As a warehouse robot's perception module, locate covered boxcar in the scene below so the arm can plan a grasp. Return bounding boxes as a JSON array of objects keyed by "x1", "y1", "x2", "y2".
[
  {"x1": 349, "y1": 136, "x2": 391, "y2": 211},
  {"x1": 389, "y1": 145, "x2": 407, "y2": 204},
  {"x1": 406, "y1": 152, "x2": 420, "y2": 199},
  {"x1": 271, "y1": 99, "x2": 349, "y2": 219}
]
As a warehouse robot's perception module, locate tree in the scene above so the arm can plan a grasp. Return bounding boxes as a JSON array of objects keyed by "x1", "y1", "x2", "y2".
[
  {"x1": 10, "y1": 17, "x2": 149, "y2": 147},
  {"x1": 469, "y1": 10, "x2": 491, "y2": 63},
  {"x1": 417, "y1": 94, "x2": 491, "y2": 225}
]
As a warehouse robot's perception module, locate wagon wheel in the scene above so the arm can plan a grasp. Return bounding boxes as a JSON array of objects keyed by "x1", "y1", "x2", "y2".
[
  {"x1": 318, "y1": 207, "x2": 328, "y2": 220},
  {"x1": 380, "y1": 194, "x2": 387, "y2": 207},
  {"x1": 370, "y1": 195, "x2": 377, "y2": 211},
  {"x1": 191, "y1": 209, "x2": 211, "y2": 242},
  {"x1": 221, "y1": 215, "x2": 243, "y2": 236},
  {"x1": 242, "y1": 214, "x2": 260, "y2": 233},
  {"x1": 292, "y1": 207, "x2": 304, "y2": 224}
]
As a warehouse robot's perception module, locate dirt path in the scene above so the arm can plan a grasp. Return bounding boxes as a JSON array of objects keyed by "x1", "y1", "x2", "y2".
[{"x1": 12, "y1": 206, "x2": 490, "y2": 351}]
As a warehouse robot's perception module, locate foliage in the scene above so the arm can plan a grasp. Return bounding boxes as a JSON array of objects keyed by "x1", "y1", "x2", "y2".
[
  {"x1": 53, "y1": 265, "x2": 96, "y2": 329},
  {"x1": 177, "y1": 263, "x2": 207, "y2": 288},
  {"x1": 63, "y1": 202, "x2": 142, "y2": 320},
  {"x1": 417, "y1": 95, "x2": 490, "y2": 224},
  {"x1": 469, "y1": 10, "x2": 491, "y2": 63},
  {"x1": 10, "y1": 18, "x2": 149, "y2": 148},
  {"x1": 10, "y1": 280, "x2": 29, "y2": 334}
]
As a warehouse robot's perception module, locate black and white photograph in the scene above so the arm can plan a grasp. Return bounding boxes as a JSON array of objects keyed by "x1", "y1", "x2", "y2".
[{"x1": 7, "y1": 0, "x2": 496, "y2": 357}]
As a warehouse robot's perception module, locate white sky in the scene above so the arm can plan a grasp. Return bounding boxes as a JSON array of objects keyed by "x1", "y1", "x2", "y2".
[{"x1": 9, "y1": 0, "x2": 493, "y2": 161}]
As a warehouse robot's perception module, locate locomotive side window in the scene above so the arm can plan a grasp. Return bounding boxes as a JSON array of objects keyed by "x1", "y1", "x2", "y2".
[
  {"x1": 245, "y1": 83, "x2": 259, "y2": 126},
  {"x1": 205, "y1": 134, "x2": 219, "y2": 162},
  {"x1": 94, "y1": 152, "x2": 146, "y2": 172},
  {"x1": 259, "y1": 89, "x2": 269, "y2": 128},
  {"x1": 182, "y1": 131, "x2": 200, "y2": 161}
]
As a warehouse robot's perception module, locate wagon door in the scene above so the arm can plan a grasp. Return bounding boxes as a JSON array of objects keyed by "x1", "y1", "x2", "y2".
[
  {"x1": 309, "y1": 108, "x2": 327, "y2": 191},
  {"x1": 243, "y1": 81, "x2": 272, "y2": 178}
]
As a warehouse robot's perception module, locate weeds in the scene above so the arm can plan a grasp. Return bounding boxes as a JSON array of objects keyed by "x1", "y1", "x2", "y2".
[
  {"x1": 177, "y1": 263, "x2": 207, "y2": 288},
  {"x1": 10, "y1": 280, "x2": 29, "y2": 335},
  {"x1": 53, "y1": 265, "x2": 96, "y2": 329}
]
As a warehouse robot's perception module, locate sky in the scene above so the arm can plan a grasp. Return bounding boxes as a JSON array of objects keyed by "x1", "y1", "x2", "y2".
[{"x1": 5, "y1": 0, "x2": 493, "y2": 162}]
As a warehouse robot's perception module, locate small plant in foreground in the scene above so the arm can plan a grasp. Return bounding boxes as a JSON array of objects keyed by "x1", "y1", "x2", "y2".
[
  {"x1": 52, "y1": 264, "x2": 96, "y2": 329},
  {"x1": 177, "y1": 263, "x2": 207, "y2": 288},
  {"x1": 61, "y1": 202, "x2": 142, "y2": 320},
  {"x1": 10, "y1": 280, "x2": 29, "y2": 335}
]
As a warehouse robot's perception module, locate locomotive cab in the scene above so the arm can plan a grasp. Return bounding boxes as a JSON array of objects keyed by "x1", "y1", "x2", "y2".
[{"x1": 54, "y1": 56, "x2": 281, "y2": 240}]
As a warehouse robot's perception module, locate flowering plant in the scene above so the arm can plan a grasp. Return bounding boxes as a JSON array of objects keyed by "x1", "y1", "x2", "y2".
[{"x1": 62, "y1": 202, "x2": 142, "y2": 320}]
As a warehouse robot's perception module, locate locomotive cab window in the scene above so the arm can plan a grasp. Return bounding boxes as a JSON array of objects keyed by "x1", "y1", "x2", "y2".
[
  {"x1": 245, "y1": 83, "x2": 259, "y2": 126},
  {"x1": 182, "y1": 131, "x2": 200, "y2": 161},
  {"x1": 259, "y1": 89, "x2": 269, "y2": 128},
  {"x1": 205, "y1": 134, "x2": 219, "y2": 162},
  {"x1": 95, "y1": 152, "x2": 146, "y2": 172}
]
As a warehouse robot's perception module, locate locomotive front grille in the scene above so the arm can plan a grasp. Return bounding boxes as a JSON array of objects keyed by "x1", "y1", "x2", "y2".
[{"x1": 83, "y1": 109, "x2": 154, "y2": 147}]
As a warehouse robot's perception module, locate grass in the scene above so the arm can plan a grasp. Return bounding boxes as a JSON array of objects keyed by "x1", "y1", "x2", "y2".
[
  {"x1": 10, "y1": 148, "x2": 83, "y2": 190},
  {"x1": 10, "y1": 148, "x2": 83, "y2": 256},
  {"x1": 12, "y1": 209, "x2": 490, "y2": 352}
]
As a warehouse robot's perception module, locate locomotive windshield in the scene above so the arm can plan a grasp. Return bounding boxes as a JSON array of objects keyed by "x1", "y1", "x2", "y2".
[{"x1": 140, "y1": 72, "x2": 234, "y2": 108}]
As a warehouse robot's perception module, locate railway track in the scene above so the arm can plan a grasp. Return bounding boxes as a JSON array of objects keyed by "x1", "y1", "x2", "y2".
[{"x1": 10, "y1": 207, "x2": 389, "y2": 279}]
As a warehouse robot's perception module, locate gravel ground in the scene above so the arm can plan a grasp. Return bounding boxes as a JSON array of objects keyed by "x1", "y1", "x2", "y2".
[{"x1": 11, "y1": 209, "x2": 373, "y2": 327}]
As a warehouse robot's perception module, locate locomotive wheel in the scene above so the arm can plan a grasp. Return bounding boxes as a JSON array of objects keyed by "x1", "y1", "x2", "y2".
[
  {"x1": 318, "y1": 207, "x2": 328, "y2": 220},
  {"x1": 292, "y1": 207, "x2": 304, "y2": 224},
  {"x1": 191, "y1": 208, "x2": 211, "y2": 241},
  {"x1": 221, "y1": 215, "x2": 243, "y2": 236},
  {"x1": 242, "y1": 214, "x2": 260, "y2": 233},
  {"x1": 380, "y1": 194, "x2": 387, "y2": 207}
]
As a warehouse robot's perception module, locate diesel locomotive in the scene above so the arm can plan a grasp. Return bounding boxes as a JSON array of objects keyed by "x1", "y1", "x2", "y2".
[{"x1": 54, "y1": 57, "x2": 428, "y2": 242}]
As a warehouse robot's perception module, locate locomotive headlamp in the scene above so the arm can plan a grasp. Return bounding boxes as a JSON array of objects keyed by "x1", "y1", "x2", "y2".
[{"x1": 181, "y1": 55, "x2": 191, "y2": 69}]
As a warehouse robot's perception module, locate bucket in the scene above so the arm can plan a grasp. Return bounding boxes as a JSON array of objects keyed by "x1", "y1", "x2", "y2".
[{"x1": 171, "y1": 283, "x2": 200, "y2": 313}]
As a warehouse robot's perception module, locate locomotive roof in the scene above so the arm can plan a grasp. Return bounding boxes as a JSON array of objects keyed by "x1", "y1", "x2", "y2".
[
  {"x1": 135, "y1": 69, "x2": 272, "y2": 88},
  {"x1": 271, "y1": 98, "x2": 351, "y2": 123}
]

→ SET EXERCISE
Return each line of the rows above that contains the string "window". Case counts.

→ IN RESPONSE
As a warehouse robot's perception module, locate locomotive side window in the scene above so the arm can plan a grasp. Return bounding boxes as a JSON array of objects keyed by "x1", "y1", "x2", "y2".
As a warehouse robot's perception module, locate locomotive cab window in the scene above so the arm can plan a grasp. Return bounding boxes as a JSON array of objects keyed by "x1", "y1", "x2", "y2".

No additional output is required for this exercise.